> **What you will do**:
Give back, unaltered, the lines from the one with "slope in the photo above." to the end of the material, omitting pictures.

> **Data extract**:
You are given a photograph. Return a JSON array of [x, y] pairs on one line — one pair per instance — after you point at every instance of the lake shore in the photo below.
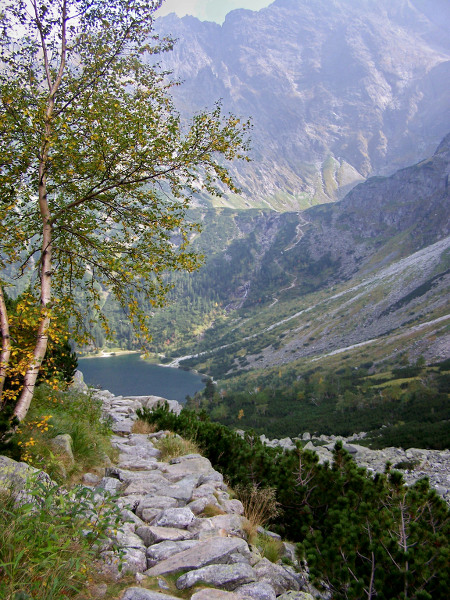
[[109, 354]]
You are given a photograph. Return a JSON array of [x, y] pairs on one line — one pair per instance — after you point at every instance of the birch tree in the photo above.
[[96, 166]]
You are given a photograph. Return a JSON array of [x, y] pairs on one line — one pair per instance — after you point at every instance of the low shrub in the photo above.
[[50, 540], [69, 412]]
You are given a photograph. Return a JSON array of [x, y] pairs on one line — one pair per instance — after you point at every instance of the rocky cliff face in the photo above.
[[342, 274], [338, 90]]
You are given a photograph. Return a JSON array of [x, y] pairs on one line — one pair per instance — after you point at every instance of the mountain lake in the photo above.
[[128, 374]]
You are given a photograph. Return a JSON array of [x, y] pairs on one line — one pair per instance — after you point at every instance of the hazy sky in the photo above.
[[208, 10]]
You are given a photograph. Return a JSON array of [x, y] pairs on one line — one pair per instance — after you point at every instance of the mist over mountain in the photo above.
[[338, 90]]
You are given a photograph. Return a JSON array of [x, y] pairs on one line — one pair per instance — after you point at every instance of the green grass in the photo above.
[[50, 542], [54, 413]]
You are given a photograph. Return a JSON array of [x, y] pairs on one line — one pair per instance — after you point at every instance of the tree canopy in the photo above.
[[97, 168]]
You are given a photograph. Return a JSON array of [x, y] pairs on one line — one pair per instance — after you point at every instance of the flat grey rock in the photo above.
[[215, 550], [152, 482], [180, 518], [211, 594], [158, 552], [157, 502], [295, 596], [136, 593], [181, 490], [153, 535], [276, 576], [133, 560], [256, 591], [226, 576]]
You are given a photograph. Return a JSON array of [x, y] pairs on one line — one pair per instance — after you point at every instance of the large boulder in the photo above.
[[216, 550]]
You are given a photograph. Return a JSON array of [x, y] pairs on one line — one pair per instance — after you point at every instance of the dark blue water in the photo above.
[[128, 374]]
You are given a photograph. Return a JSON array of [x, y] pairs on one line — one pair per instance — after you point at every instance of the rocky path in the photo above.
[[165, 531]]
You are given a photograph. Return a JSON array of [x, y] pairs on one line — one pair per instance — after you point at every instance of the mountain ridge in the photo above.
[[337, 92]]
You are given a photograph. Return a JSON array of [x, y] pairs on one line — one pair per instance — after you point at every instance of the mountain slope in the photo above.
[[371, 269], [337, 90]]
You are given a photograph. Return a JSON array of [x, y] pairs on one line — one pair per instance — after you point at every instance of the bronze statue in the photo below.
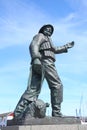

> **Answer for the task**:
You are given a photograph. Return a JSON array of [x, y] pairs on one line — one pair per instance — after you point at every instance of the mountain slope in the photo above.
[[371, 269], [337, 90]]
You are given a photograph. Return a JSON array of [x, y] pairs on one line — one pair per instance — after you point at every instance of the bronze statue in the photo below.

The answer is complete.